### Problem requirements
Report every line in the rows below that contains the string "mask". Case matters.

### Data provided
···

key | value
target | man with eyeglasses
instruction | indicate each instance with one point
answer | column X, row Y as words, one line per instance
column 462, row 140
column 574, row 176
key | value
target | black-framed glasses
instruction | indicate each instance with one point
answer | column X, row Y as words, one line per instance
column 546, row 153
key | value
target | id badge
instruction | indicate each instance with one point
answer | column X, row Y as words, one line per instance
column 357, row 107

···

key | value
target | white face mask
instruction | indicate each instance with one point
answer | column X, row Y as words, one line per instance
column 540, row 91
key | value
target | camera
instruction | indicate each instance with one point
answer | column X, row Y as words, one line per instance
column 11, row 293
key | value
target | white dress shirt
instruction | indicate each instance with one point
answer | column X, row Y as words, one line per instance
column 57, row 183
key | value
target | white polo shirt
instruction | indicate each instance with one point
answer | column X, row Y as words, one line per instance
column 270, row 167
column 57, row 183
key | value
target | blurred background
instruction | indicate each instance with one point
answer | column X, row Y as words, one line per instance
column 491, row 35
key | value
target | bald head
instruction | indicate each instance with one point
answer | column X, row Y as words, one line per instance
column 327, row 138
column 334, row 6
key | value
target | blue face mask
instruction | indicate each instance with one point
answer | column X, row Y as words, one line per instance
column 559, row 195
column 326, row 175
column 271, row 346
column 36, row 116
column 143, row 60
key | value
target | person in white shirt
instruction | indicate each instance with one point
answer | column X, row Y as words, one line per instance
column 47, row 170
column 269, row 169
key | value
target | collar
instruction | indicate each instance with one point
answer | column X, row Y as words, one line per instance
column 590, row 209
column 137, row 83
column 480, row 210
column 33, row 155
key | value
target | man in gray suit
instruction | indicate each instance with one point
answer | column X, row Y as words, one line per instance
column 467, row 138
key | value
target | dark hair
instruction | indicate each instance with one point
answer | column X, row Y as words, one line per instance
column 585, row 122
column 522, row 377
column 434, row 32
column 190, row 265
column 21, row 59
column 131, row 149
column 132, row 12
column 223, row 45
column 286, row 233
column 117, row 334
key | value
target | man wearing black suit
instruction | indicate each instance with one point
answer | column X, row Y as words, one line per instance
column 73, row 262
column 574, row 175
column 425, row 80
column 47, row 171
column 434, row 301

···

### Expected output
target | white face mask
target | blue face mask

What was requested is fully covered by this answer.